What is required:
Rewrite the items below, swapping "visible" for "discernible" everywhere and leaving everything else unchanged, and omit the pictures from your answer.

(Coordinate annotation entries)
----

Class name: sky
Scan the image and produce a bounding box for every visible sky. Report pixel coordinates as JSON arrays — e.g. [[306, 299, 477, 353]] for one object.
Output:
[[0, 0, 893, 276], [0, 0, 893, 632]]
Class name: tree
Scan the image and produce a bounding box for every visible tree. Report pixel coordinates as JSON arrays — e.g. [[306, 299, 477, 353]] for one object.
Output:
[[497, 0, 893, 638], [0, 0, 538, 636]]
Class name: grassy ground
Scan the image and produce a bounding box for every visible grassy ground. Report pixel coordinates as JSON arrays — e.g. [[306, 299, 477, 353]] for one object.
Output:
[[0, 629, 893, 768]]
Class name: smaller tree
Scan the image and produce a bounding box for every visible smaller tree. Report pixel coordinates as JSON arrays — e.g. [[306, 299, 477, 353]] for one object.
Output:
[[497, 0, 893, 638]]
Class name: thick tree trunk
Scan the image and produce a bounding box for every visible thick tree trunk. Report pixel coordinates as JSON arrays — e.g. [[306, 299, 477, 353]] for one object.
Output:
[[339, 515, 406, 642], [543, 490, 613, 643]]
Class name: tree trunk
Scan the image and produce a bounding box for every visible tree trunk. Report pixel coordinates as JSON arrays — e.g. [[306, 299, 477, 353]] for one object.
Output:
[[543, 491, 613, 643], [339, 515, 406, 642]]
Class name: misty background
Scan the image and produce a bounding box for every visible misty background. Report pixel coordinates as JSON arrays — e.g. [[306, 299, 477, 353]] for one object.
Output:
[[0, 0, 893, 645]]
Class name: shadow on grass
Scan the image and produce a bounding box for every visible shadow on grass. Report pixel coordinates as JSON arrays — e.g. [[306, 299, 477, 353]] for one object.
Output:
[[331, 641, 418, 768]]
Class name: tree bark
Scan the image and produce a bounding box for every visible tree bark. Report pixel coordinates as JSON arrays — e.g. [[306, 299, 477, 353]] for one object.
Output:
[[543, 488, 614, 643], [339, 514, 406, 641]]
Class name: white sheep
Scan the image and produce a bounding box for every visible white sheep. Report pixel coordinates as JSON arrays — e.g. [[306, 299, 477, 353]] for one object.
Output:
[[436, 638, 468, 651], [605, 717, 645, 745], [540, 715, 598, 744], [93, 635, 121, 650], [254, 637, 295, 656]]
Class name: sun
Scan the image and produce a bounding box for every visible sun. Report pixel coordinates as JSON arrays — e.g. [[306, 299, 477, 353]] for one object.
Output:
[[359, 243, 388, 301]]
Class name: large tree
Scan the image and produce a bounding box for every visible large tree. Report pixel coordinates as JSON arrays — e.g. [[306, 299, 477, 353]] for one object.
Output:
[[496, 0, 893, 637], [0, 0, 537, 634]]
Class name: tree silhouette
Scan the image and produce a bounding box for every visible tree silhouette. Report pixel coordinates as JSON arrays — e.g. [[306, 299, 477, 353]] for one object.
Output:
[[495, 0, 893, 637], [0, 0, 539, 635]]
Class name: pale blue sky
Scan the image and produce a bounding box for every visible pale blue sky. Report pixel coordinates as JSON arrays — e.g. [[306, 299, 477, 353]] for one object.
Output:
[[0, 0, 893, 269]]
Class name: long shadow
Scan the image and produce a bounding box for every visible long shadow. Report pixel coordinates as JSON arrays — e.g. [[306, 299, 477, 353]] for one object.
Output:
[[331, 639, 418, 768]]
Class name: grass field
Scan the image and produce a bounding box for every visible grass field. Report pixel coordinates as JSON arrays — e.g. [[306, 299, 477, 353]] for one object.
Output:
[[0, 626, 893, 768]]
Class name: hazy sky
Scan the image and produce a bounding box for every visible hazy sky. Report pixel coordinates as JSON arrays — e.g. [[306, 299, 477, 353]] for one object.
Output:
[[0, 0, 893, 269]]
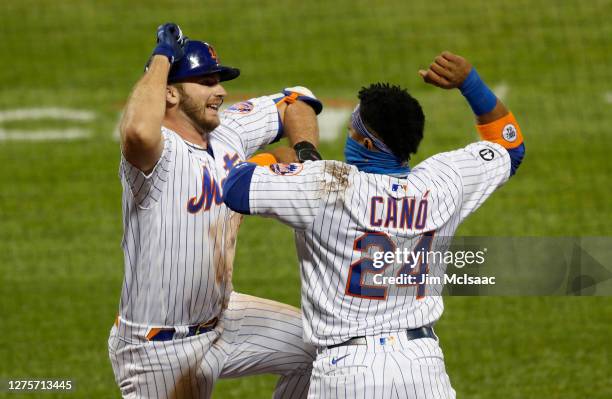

----

The solution:
Class name: sky
Scan the image and produce a bounding box for every discernible sky. Report pixel coordinates as JSON arrays — e.g. [[306, 299, 477, 353]] for one object.
Output:
[[0, 0, 893, 276], [0, 0, 893, 632]]
Class name: tree
Scan the image and produce a bounding box for every discernible tree. Report pixel coordinates as JSON arrays — e.g. [[306, 299, 477, 353]] for one object.
Output:
[[497, 0, 893, 638], [0, 0, 538, 636]]
Class name: grassy ground
Scan the image and produce a bounding box for every discernible grassy ground. Report pixel coordinates as JSON arrays — e.g. [[306, 299, 477, 353]] for one object.
Output:
[[0, 629, 893, 768]]
Class name: smaller tree
Scan the image and produce a bounding box for every discernible smaller tree. Report pixel coordinates as JSON arrays — e.g. [[306, 299, 477, 353]] for one object.
Output:
[[497, 0, 893, 638]]
Class name: thick tree trunk
Scan the image and produce a bounding box for every discernible thick tree trunk. Report pixel coordinates as JSON arrays — e.g. [[306, 299, 477, 353]] for one object.
Output:
[[339, 515, 406, 642], [543, 490, 613, 643]]
Class name: tree trunk
Scan the image and produce a bounding box for every discernible tree trunk. Report pixel coordinates as JSON arrays — e.g. [[306, 299, 477, 353]] for one object.
Output:
[[543, 491, 613, 643], [339, 515, 406, 642]]
Class name: misty background
Scan the image and produce a bounding box for every discernible misty background. Report pixel coordinates as JSON arrays — e.g. [[306, 299, 477, 353]] for one object.
Output:
[[0, 0, 893, 645]]
Class name: shadow on grass
Scan the image and produce a bounding box for every discernible shadow on grass. Report pixel coordinates as JSON arrays — e.g. [[306, 299, 477, 353]] for one object.
Output:
[[331, 641, 418, 768]]
Class name: tree bark
Scan the image and produce a bounding box for every discernible tree bark. Report pixel coordinates as JSON arrays — e.g. [[306, 299, 477, 353]] for one object.
Output:
[[543, 488, 614, 643], [339, 514, 406, 641]]
Class name: white sheep
Scan the image and produce a bounding box for every discernible white sheep. Report pixel coordinates as JSON arrays — e.g. [[306, 299, 477, 353]] for one object.
Output:
[[436, 638, 468, 651], [605, 717, 645, 745], [540, 715, 598, 744], [93, 635, 121, 650], [254, 637, 295, 656]]
Class name: sun
Scan the image and produce a bounding box for every discernible sun. Report pixel coordinates as JSON arrays — e.g. [[306, 299, 477, 353]] for one object.
Output:
[[359, 243, 388, 301]]
Class name: large tree
Scan the image and produce a bounding box for every discernible large tree. Report pixel coordinates as JSON arrays — e.g. [[306, 299, 477, 353]] for one object.
Output:
[[496, 0, 893, 637], [0, 0, 537, 634]]
Class name: tree silhouette
Scan the image and produce a bounding box for every discernible tree silhouette. Report pixel coordinates as JSON arrays — e.g. [[306, 299, 477, 353]] for one object.
Output:
[[495, 0, 893, 637], [0, 0, 539, 635]]
Class name: pale blue sky
Scan the image and produce a bounding box for every discernible pale blue sky. Report pixel coordinates as JSON arrays — e.g. [[306, 299, 477, 353]] for one object.
Output:
[[0, 0, 893, 269]]
Class name: long shadow
Scan the image and produce a bounding box for every discernible long shadow. Report pixel coordinates as JSON arrays — e.g. [[306, 299, 477, 353]] for one object.
Output:
[[331, 639, 418, 768]]
Class name: grass field
Scan the image and produce a bounding box for every discernible grass field. Report pixel coordinates as JSON arrays — e.g. [[306, 299, 477, 353]] for one object.
Output:
[[0, 626, 893, 768]]
Class name: hazy sky
Scan the image and produce a bounding box for every discernible hazy sky. Report pixel coordinates as JSON arrays — e.g. [[306, 299, 477, 353]] for one object.
Output:
[[0, 0, 893, 269]]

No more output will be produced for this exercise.